O depoimento do estudante levou a polícia a intimar Marina. Acuada, ela confirmou tudo o que o estudante havia dito. Explicou ao delegado que nunca contou essa história a ninguém porque havia sido ameaçada de morte por Bandeira. Logo em seguida, contudo, ela afirmou à imprensa que tinha prestado depoimento sob coação. Que sequer conhecia o estudante. E que, se perguntada, negaria tudo em juízo.  Nem deu tempo do delegado Machado festejar o avanço nas investigações. Diante dos fatos, a Justiça pediu a prisão preventiva do tenente Bandeira, que desembarcou na delegacia cercado de fotógrafos e repórteres.

A essa altura, Marina e o tenente eram tratados como superastros. Especulava-se os restaurantes que frequentavam, as butiques onde compravam suas roupas e que gênero de filmes gostavam de assistiar. Pouco tempo depois, houve a pronúncia do caso, presidida pelo juiz Costa Caiubi no 1º Tribunal do Júri.  Diante de uma platéia de estudantes de direito e curiosos, o promotor Emerson Lima e o advogado de defesa Romeiro Neto dramatizaram verborragicamente suas teses – o primeiro afirmava não ter dúvida de tratar-se de um crime passional praticado por um homem frio e cruel.  O outro alegava que não havia consistência nas provas contra seu cliente. Novas testemunhas apareceram.

A primeira, Alberto Tunay, afirmou que passava pelo local do crime quando ouviu disparos e se aproximou do Citroen preto para saber o que tinha acontecido. Então, viu um homem parecido com Bandeira segurando um revólver. A segunda testemunha era uma moça chamada Maria Raimunda Ribeiro. Contou que sua amiga Marina de Andrade Costa esteve em sua casa dias depois do ocorrido e ligou para o namorado, que estava no Ceará, para pedir a ele que se desfizesse de sua arma porque soubera que um comissário da polícia do Rio havia sido enviado a Fortaleza para fazer investigações. Durante os depoimentos, Bandeira “não movia um músculo da face”. De acordo com os jornais da época, “o tenente era impávido colosso”. “Seu semblante era absolutamente neutro, mais chegado ao taciturno.” Ao depor, ele se apegou obstinadamente ao que disse no início. Que conhecia Afrânio apenas por um episódio, quando o bancário tirara um fino dele e de Marina com sua moto Harley Davidson. Afirmou que na hora do crime estava na casa de sua avó.

Pescoço torcido

A terceira depoente foi Elda Peres, amiga da mãe do tenente. Elda contou que Marina havia pedido a ela que guardasse a arma de Bandeira, porque se a deixasse na casa onde ele morava com a mãe, “a polícia descobriria em dois minutos”. A testemunha ainda disse que, ao saber do pedido de Marina, o tenente teria tido um ataque de fúria e afirmara que ela merecia ter o pescoço torcido como o de um frango, até morrer. Para completar, a filha de Elda, Leila Peres, afirmou que ele tinha um “ciúme doentio” da namorada. No dia de seu depoimento, Marina entrou no plenário vestida “como uma estrela de cinema”. Muito firme, impressionou a platéia pela tranquilidade com que abordou os pontos mais delicados do processo. Como já se esperava, negou tudo o que tinha dito ao delegado Hermes Machado. Disse que, sob coação, assinaria qualquer documento.

▶ _Dados fornecidos_
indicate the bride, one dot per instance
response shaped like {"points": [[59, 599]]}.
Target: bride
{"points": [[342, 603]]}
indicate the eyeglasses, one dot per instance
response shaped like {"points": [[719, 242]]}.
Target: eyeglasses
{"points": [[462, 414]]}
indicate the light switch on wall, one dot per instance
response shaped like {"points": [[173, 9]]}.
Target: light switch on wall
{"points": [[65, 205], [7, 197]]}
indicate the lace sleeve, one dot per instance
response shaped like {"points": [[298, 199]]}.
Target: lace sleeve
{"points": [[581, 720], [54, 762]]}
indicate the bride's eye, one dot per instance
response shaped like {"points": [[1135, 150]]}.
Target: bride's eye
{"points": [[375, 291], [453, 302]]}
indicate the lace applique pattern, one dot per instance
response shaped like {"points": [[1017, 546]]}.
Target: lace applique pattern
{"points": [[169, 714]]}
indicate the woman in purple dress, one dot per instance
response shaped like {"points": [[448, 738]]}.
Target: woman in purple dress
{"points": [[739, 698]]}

▶ _Trabalho pedido_
(A) No relato sobre o caso do tenente Bandeira, reescreva o trecho que começa em "A essa altura, Marina" e termina em "Novas testemunhas apareceram.", trocando "superastros" por "celebridades".
(B) Dê continuidade ao relato sobre o caso do tenente Bandeira, começando logo depois da última frase apresentada.

▶ _Lista de respostas_
(A)
A essa altura, Marina e o tenente eram tratados como celebridades. Especulava-se os restaurantes que frequentavam, as butiques onde compravam suas roupas e que gênero de filmes gostavam de assistiar. Pouco tempo depois, houve a pronúncia do caso, presidida pelo juiz Costa Caiubi no 1º Tribunal do Júri.  Diante de uma platéia de estudantes de direito e curiosos, o promotor Emerson Lima e o advogado de defesa Romeiro Neto dramatizaram verborragicamente suas teses – o primeiro afirmava não ter dúvida de tratar-se de um crime passional praticado por um homem frio e cruel.  O outro alegava que não havia consistência nas provas contra seu cliente. Novas testemunhas apareceram.

(B)
Walter Avancini depôs no dia seguinte. Chegou com o advogado Leopoldo Heitor, contando que os dois haviam sofrido uma emboscada em Copacabana e que seu carro ficara crivado de balas. Em meio a muito histrionismo, Avancini soltou: “Eu estava no Citroen na hora do crime. Foi o tenente quem matou Afrânio.” Em sua versão, ele marcara um encontro com Lemos em Copacabana às 23 horas e o bancário chegara acompanhado de Bandeira. Os três tomaram o rumo do Iate Clube, “ninguém falando com ninguém”.  De lá, seguiram para a Lagoa. Na proximidade do Caiçaras, depois de uma discussão, os dois saem do carro. Segue-se uma breve luta, até que Bandeira dispara três tiros no peito do bancário. Apavorado, Avancini sai correndo, pega um táxi e desaparece. No tribunal, disse que não contara nada à polícia porque, como tinha antecedentes criminais, não queria ser envolvido no caso.

Papai é de morte

Em uma nova reviravolta, o caso adquiriu nuances políticas, quando a imprensa começou a publicar que um senador chamado Alencastro Guimarães estaria por trás do assassinato de Afrânio Arsenio de Lemos. De acordo com as especulações, a filha do senador, uma socialite viúva chamada Mimi, teria tido um caso com Lemos. Inconformado, Guimarães contratara dois homens para matá-lo.  Para que não suspeitassem dele, usou sua influência política no sentido de incriminar o tenente Bandeira.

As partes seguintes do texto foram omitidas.